Os exemplos, infelizmente, poderiam multiplicar-se – e já não falamos das tentativas de marginalização e ocultação, levantando no mínimo dificuldades financeiras impeditivas – mesmo aqui e agora no nosso país tendencialmente democrático, em relação a autores desenquadrados ou que não se pautem pelas “obrigatoriedades” que o regime desejaria institucionalizar.
  É imenso o rol da hostilidade e até do ódio ao poder poético e salutar, portanto libertador, dos livros.
Ao encerrar esta digressão, que desejei comunicativa, resta-me pedir aos que me estiveram seguindo com menor ou maior atenção: leiam. Há tanta coisa maravilhosa para descobrir ou para saber!

◆ **Informação apresentada**:
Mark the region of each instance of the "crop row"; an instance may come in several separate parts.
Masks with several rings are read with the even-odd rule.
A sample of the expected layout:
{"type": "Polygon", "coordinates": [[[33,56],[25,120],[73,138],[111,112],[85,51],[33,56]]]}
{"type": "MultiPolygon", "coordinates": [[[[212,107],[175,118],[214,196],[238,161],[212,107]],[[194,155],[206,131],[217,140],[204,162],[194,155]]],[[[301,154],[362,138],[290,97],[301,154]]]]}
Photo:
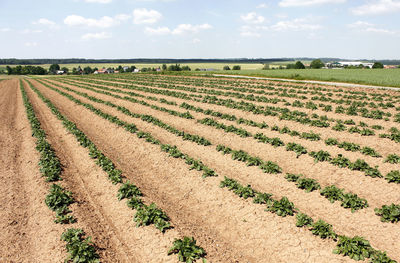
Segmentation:
{"type": "MultiPolygon", "coordinates": [[[[87,85],[94,86],[92,83],[87,84],[87,85]]],[[[122,85],[116,85],[116,84],[112,84],[112,83],[109,85],[122,86],[122,85]]],[[[99,87],[97,87],[97,88],[99,88],[99,87]]],[[[245,111],[245,112],[252,112],[256,115],[263,114],[265,116],[279,117],[280,120],[294,121],[294,122],[299,122],[304,125],[310,125],[310,126],[316,126],[316,127],[329,127],[330,124],[327,121],[328,120],[333,121],[332,119],[328,119],[326,116],[319,117],[318,115],[313,114],[312,119],[311,119],[311,118],[306,117],[306,115],[304,113],[298,112],[298,111],[291,112],[291,111],[288,111],[287,109],[281,108],[281,112],[279,112],[280,110],[276,107],[266,107],[266,109],[264,109],[264,107],[256,106],[252,103],[247,103],[244,101],[235,102],[230,99],[229,100],[217,99],[214,96],[212,96],[212,97],[205,96],[203,98],[203,100],[199,100],[199,99],[191,98],[190,96],[188,96],[185,93],[179,93],[179,92],[174,92],[174,91],[158,90],[158,89],[152,89],[152,88],[146,88],[146,87],[133,87],[133,86],[129,86],[129,87],[123,86],[123,88],[135,89],[138,91],[150,92],[153,94],[172,96],[172,97],[177,97],[177,98],[184,99],[184,100],[194,100],[194,101],[198,101],[198,102],[202,102],[202,103],[220,105],[220,106],[224,106],[227,108],[238,109],[238,110],[245,111]],[[278,112],[275,112],[275,111],[278,111],[278,112]]],[[[365,126],[365,124],[362,124],[361,126],[365,126]]],[[[359,133],[362,136],[375,135],[375,132],[373,130],[365,128],[365,127],[361,127],[361,128],[362,129],[360,129],[358,127],[351,127],[348,130],[348,132],[349,133],[359,133]]],[[[381,128],[381,127],[376,126],[374,128],[381,128]]],[[[347,127],[345,125],[343,125],[342,120],[337,120],[336,125],[333,126],[332,129],[335,131],[347,131],[347,127]]],[[[392,137],[390,137],[389,139],[391,139],[391,138],[392,137]]]]}
{"type": "MultiPolygon", "coordinates": [[[[125,82],[125,83],[131,83],[132,81],[134,81],[135,83],[138,83],[138,80],[142,80],[142,81],[146,81],[147,83],[173,83],[173,84],[183,84],[183,85],[191,85],[191,86],[197,86],[197,87],[209,87],[209,88],[218,88],[218,89],[225,89],[225,90],[234,90],[234,91],[239,91],[239,92],[248,92],[248,93],[254,93],[254,94],[267,94],[267,95],[279,95],[280,92],[283,96],[285,96],[286,94],[289,95],[287,97],[297,97],[296,94],[302,94],[302,97],[304,98],[305,94],[310,94],[310,95],[320,95],[321,98],[324,98],[323,101],[333,101],[336,102],[335,100],[331,99],[331,98],[327,98],[325,96],[328,97],[332,97],[332,95],[336,94],[337,96],[342,97],[339,100],[338,104],[343,104],[343,98],[346,99],[346,104],[350,105],[352,104],[354,101],[352,100],[361,100],[361,101],[366,101],[366,100],[371,100],[368,97],[368,93],[365,92],[351,92],[351,91],[347,91],[347,93],[351,93],[354,95],[342,95],[341,93],[344,92],[345,90],[343,89],[327,89],[327,88],[321,88],[321,87],[305,87],[305,86],[297,86],[297,85],[290,85],[288,83],[274,83],[276,87],[274,86],[264,86],[264,85],[249,85],[247,87],[240,87],[240,88],[235,88],[234,85],[235,82],[237,82],[237,80],[229,80],[229,81],[221,81],[218,80],[217,78],[207,78],[208,84],[205,84],[204,81],[191,81],[193,79],[189,79],[189,78],[177,78],[174,77],[174,79],[171,81],[170,79],[166,79],[163,78],[161,80],[155,81],[155,75],[152,75],[151,77],[149,75],[146,75],[144,77],[141,76],[133,76],[133,78],[131,78],[131,76],[129,76],[129,80],[126,80],[126,78],[123,78],[121,76],[118,76],[117,80],[119,82],[125,82]],[[219,83],[218,83],[219,82],[219,83]],[[224,84],[224,85],[222,85],[224,84]],[[279,86],[281,87],[285,87],[285,88],[279,88],[279,86]],[[274,93],[266,93],[264,90],[269,90],[269,91],[275,91],[274,93]],[[326,94],[324,94],[322,91],[327,92],[326,94]],[[290,94],[291,93],[291,94],[290,94]],[[359,95],[355,95],[355,94],[359,94],[359,95]]],[[[101,78],[101,77],[100,77],[101,78]]],[[[97,78],[98,79],[98,78],[97,78]]],[[[107,79],[107,77],[103,77],[103,79],[107,79]]],[[[115,81],[115,77],[112,77],[110,80],[115,81]]],[[[197,80],[200,80],[200,78],[197,78],[197,80]]],[[[201,80],[204,80],[201,79],[201,80]]],[[[243,80],[241,80],[240,82],[243,83],[243,80]]],[[[315,97],[315,96],[314,96],[315,97]]],[[[313,98],[314,98],[313,97],[313,98]]],[[[391,103],[393,101],[395,96],[388,96],[387,94],[378,94],[375,96],[372,96],[372,100],[375,101],[379,101],[378,106],[383,107],[383,108],[387,108],[387,107],[391,107],[391,103]],[[383,97],[387,97],[389,99],[389,104],[383,104],[383,97]]],[[[307,98],[307,97],[305,97],[307,98]]],[[[400,96],[397,96],[396,98],[400,98],[400,96]]],[[[372,105],[373,108],[376,108],[377,105],[373,104],[372,105]]]]}
{"type": "MultiPolygon", "coordinates": [[[[54,88],[52,88],[53,90],[56,90],[56,89],[54,89],[54,88]]],[[[61,91],[58,91],[58,93],[60,93],[60,94],[62,94],[63,92],[61,92],[61,91]]],[[[67,98],[70,98],[70,97],[72,97],[71,95],[69,95],[69,94],[65,94],[64,93],[64,96],[66,96],[67,98]]],[[[72,100],[72,99],[71,99],[72,100]]],[[[74,102],[76,102],[77,103],[77,99],[74,99],[73,100],[74,102]]],[[[77,104],[81,104],[81,103],[77,103],[77,104]]],[[[82,104],[81,104],[82,105],[82,104]]],[[[111,121],[111,120],[110,120],[111,121]]],[[[134,133],[133,131],[131,131],[132,133],[134,133]]],[[[151,135],[150,135],[151,136],[151,135]]],[[[153,140],[154,141],[154,140],[153,140]]],[[[162,148],[162,150],[163,151],[166,151],[166,152],[168,152],[169,154],[170,154],[170,156],[172,156],[172,157],[174,157],[174,158],[181,158],[181,159],[184,159],[184,160],[186,160],[186,154],[184,154],[184,153],[182,153],[182,152],[180,152],[180,150],[176,147],[176,146],[169,146],[169,145],[164,145],[164,147],[162,148]]],[[[193,168],[192,168],[193,169],[193,168]]],[[[229,179],[229,178],[228,178],[229,179]]],[[[265,196],[265,195],[264,195],[265,196]]],[[[286,207],[287,207],[287,203],[290,203],[290,201],[288,201],[287,200],[287,198],[286,198],[286,200],[281,200],[281,201],[276,201],[276,202],[274,202],[273,204],[273,207],[274,208],[271,208],[271,211],[276,211],[276,213],[277,214],[281,214],[281,215],[287,215],[287,214],[285,214],[285,211],[286,211],[286,207]],[[281,207],[283,207],[283,210],[281,209],[281,207]],[[279,212],[279,211],[283,211],[283,212],[279,212]]],[[[293,207],[294,208],[294,206],[292,205],[291,207],[293,207]]],[[[293,212],[294,213],[294,212],[293,212]]],[[[324,223],[324,222],[323,222],[324,223]]],[[[324,224],[322,224],[323,226],[325,226],[325,224],[327,224],[327,223],[324,223],[324,224]]],[[[319,225],[321,225],[320,223],[317,225],[317,226],[319,226],[319,225]]],[[[320,227],[318,227],[318,228],[320,228],[320,227]]],[[[322,227],[321,227],[322,228],[322,227]]],[[[316,230],[317,232],[316,233],[319,233],[319,232],[321,232],[322,234],[321,235],[319,235],[319,236],[321,236],[321,237],[324,237],[324,231],[323,231],[323,229],[321,229],[321,231],[318,231],[318,230],[316,230]]],[[[326,238],[326,237],[325,237],[326,238]]],[[[343,237],[343,238],[345,238],[345,237],[343,237]]],[[[358,237],[354,237],[354,238],[358,238],[358,237]]],[[[354,238],[347,238],[347,239],[349,239],[349,240],[354,240],[354,238]]],[[[340,238],[339,238],[340,239],[340,238]]],[[[364,240],[364,239],[363,239],[364,240]]],[[[367,241],[365,241],[365,242],[367,242],[367,241]]],[[[369,243],[368,243],[368,246],[367,246],[367,248],[368,248],[368,251],[370,251],[371,253],[370,254],[368,254],[368,256],[365,256],[365,257],[372,257],[372,259],[373,260],[375,260],[375,257],[376,256],[384,256],[385,257],[385,261],[383,261],[383,262],[393,262],[393,261],[389,261],[390,259],[386,256],[386,254],[385,253],[383,253],[383,252],[380,252],[380,251],[376,251],[376,250],[374,250],[370,245],[369,245],[369,243]]],[[[352,253],[357,253],[357,251],[358,250],[360,250],[360,249],[362,249],[362,247],[360,247],[360,246],[354,246],[354,244],[347,244],[347,243],[345,243],[345,244],[343,244],[343,242],[341,242],[341,239],[339,240],[339,242],[338,242],[338,248],[337,248],[337,252],[339,252],[339,253],[341,253],[341,254],[343,254],[343,255],[347,255],[347,256],[350,256],[350,257],[352,257],[352,258],[354,258],[354,259],[357,259],[357,257],[359,257],[360,255],[363,255],[362,253],[360,254],[360,255],[356,255],[356,256],[353,256],[353,254],[352,253]],[[355,251],[354,251],[355,250],[355,251]]],[[[371,261],[371,262],[377,262],[377,261],[371,261]]]]}
{"type": "MultiPolygon", "coordinates": [[[[80,93],[80,95],[91,99],[87,94],[80,93]]],[[[93,101],[98,101],[98,100],[95,100],[95,99],[92,99],[92,100],[93,101]]],[[[109,102],[106,102],[106,101],[103,101],[103,103],[107,104],[107,105],[109,104],[109,102]]],[[[119,106],[117,106],[117,107],[119,107],[119,106]]],[[[132,115],[132,113],[129,112],[129,111],[128,111],[128,113],[126,111],[124,111],[123,113],[125,113],[128,116],[132,115]]],[[[216,122],[214,121],[214,124],[215,123],[216,122]]],[[[218,123],[217,123],[217,125],[218,125],[218,123]]],[[[227,132],[236,133],[236,134],[238,134],[238,135],[240,135],[242,137],[252,136],[247,131],[243,131],[242,129],[237,129],[234,126],[219,125],[218,127],[220,129],[224,129],[227,132]]],[[[279,138],[268,138],[268,137],[264,136],[263,134],[256,134],[254,136],[254,138],[257,139],[259,142],[269,143],[269,144],[271,144],[273,146],[283,146],[283,145],[285,145],[284,142],[282,142],[279,138]]],[[[295,143],[288,143],[286,149],[288,151],[295,151],[298,156],[301,155],[301,154],[307,153],[307,150],[303,146],[301,146],[299,144],[295,144],[295,143]]],[[[220,150],[221,149],[219,149],[217,147],[217,151],[220,151],[220,150]]],[[[317,152],[317,153],[312,152],[311,155],[313,155],[313,157],[317,158],[317,160],[323,160],[323,158],[321,156],[319,156],[319,155],[321,155],[321,152],[322,151],[317,152]]],[[[172,154],[174,154],[174,152],[172,154]]],[[[243,152],[243,151],[235,151],[235,154],[234,154],[233,158],[235,160],[238,159],[238,160],[242,160],[242,161],[248,162],[248,165],[260,166],[261,169],[263,169],[264,172],[269,172],[269,173],[275,172],[275,173],[278,173],[278,172],[281,171],[281,168],[277,164],[272,163],[272,162],[266,162],[265,163],[264,161],[261,161],[257,157],[249,157],[249,155],[247,153],[243,152]]],[[[332,164],[341,167],[342,163],[340,163],[340,161],[343,161],[343,160],[348,161],[348,159],[346,159],[343,156],[339,155],[337,158],[335,158],[333,160],[332,164]]],[[[352,165],[350,169],[358,170],[358,169],[363,168],[361,166],[363,164],[365,164],[365,162],[362,161],[362,160],[357,160],[354,164],[349,163],[349,165],[350,164],[352,165]]],[[[373,176],[374,175],[374,171],[375,171],[375,170],[373,170],[374,168],[371,168],[369,166],[367,168],[364,167],[362,170],[366,171],[367,174],[371,174],[373,176]],[[369,170],[367,168],[369,168],[369,170]]],[[[397,171],[397,173],[398,173],[398,171],[397,171]]],[[[386,177],[386,179],[388,179],[389,182],[392,182],[392,181],[396,182],[396,178],[397,178],[396,171],[393,171],[393,172],[389,173],[387,175],[387,177],[386,177]]],[[[307,179],[307,180],[311,180],[311,179],[307,179]]],[[[307,180],[302,180],[302,181],[307,181],[307,180]]],[[[327,196],[327,198],[329,198],[329,196],[327,196]]],[[[363,201],[363,199],[358,198],[357,195],[350,194],[350,193],[349,194],[344,194],[343,192],[341,192],[340,198],[337,199],[337,200],[342,201],[342,206],[345,207],[345,208],[351,208],[352,211],[355,211],[358,208],[362,208],[362,207],[365,207],[367,205],[366,201],[363,201]]]]}
{"type": "MultiPolygon", "coordinates": [[[[36,138],[36,150],[40,153],[39,167],[40,172],[46,177],[47,182],[61,180],[61,165],[55,155],[54,149],[46,139],[46,133],[41,128],[40,121],[35,115],[32,104],[20,80],[20,90],[22,93],[25,110],[28,120],[31,124],[32,136],[36,138]]],[[[52,184],[49,194],[46,196],[45,203],[56,212],[56,223],[69,224],[74,223],[76,219],[70,214],[68,208],[74,202],[72,193],[66,191],[58,184],[52,184]]],[[[80,260],[80,262],[98,262],[98,254],[90,237],[85,238],[85,233],[82,229],[70,228],[61,235],[61,240],[65,241],[67,252],[69,253],[66,261],[80,260]],[[74,237],[71,236],[75,233],[74,237]],[[78,234],[79,233],[79,234],[78,234]]]]}
{"type": "MultiPolygon", "coordinates": [[[[131,84],[131,82],[129,82],[131,84]]],[[[135,84],[138,85],[145,85],[148,86],[149,83],[147,81],[145,82],[135,82],[135,84]]],[[[153,83],[151,83],[153,84],[153,83]]],[[[153,85],[154,86],[154,85],[153,85]]],[[[256,91],[256,90],[244,90],[243,89],[235,89],[235,88],[230,88],[230,87],[215,87],[213,86],[212,89],[197,89],[197,88],[193,88],[193,87],[187,87],[187,86],[177,86],[177,85],[169,85],[169,84],[165,84],[165,83],[160,83],[157,84],[157,87],[159,88],[164,88],[164,89],[177,89],[177,90],[184,90],[184,91],[189,91],[189,92],[196,92],[196,93],[203,93],[203,94],[208,94],[208,95],[218,95],[218,96],[230,96],[230,97],[235,97],[237,99],[245,99],[245,100],[251,100],[251,101],[258,101],[258,102],[266,102],[266,103],[272,103],[272,104],[277,104],[278,102],[284,102],[285,106],[293,106],[293,107],[298,107],[298,108],[307,108],[307,109],[311,109],[311,110],[317,110],[318,108],[320,108],[323,111],[326,112],[330,112],[332,111],[332,106],[331,105],[325,105],[325,104],[315,104],[312,101],[308,101],[306,103],[300,102],[298,100],[295,100],[293,103],[287,102],[284,99],[278,99],[278,98],[267,98],[265,96],[254,96],[253,94],[266,94],[268,97],[271,96],[278,96],[278,97],[292,97],[289,96],[289,94],[285,94],[285,93],[281,93],[281,94],[276,94],[276,93],[266,93],[265,91],[256,91]],[[249,94],[243,94],[243,93],[239,93],[239,92],[223,92],[223,91],[216,91],[214,90],[215,88],[223,88],[223,89],[234,89],[235,91],[239,91],[239,92],[248,92],[249,94]]],[[[302,96],[298,99],[304,100],[306,99],[305,96],[302,96]]],[[[318,96],[313,96],[311,98],[311,100],[320,100],[323,102],[331,102],[331,103],[336,103],[336,104],[343,104],[344,100],[331,100],[328,99],[326,97],[318,97],[318,96]]],[[[351,102],[350,106],[348,108],[344,108],[343,106],[338,106],[335,110],[335,113],[338,114],[346,114],[346,115],[350,115],[350,116],[357,116],[358,113],[361,113],[361,116],[364,118],[372,118],[372,119],[383,119],[383,118],[387,118],[387,117],[391,117],[392,114],[389,112],[383,112],[381,110],[371,110],[369,111],[367,108],[365,108],[365,106],[368,105],[367,102],[351,102]]],[[[376,104],[371,104],[372,106],[375,106],[375,108],[377,108],[378,106],[376,104]]],[[[378,104],[384,108],[394,108],[394,104],[391,102],[388,102],[386,104],[380,103],[378,104]]],[[[386,120],[389,120],[388,118],[386,120]]]]}
{"type": "MultiPolygon", "coordinates": [[[[167,229],[171,228],[171,223],[169,222],[169,218],[166,213],[159,209],[154,203],[151,203],[150,205],[145,205],[140,199],[140,197],[142,196],[142,192],[140,191],[140,189],[129,181],[123,182],[122,171],[115,168],[115,165],[112,163],[112,161],[108,157],[106,157],[81,130],[77,128],[75,123],[71,122],[66,116],[62,115],[49,99],[47,99],[31,83],[29,84],[33,91],[36,92],[36,94],[43,100],[43,102],[51,109],[53,114],[60,121],[62,121],[64,127],[66,127],[69,132],[75,135],[80,145],[89,150],[89,156],[92,159],[95,159],[96,164],[99,165],[109,175],[109,179],[113,182],[113,184],[121,184],[120,189],[118,190],[117,198],[118,200],[122,200],[125,198],[128,199],[128,207],[136,210],[136,214],[134,215],[133,219],[136,222],[136,225],[139,227],[154,224],[154,226],[161,232],[165,232],[167,229]]],[[[123,121],[118,121],[117,118],[110,118],[110,115],[107,115],[100,110],[94,108],[91,109],[95,110],[95,112],[103,118],[106,118],[112,122],[116,122],[120,125],[124,125],[125,128],[130,132],[138,132],[134,125],[124,123],[123,121]]],[[[182,240],[176,239],[169,253],[178,254],[181,251],[186,251],[186,256],[179,256],[179,259],[182,259],[182,261],[184,262],[190,262],[188,261],[190,258],[200,258],[201,256],[205,255],[204,250],[196,245],[196,242],[193,238],[189,238],[190,242],[187,242],[187,239],[188,237],[184,237],[182,240]],[[183,241],[185,241],[185,243],[183,243],[184,246],[182,246],[181,244],[181,242],[183,241]],[[199,254],[199,250],[202,250],[203,253],[199,254]]]]}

◆ **Tarefas e exercícios**:
• 1. Transcreva o texto apresentado de "Os exemplos, infelizmente, poderiam" a "ou para saber!".
• 2. No texto apresentado, que adjetivos qualificam o poder dos livros na frase que começa por "É imenso o rol"?
Não é preciso recorrer aos itens.

◆ **Respostas por tarefa**:
• 1.
Os exemplos, infelizmente, poderiam multiplicar-se – e já não falamos das tentativas de marginalização e ocultação, levantando no mínimo dificuldades financeiras impeditivas – mesmo aqui e agora no nosso país tendencialmente democrático, em relação a autores desenquadrados ou que não se pautem pelas “obrigatoriedades” que o regime desejaria institucionalizar.
  É imenso o rol da hostilidade e até do ódio ao poder poético e salutar, portanto libertador, dos livros.
Ao encerrar esta digressão, que desejei comunicativa, resta-me pedir aos que me estiveram seguindo com menor ou maior atenção: leiam. Há tanta coisa maravilhosa para descobrir ou para saber!

• 2. poético, salutar, libertador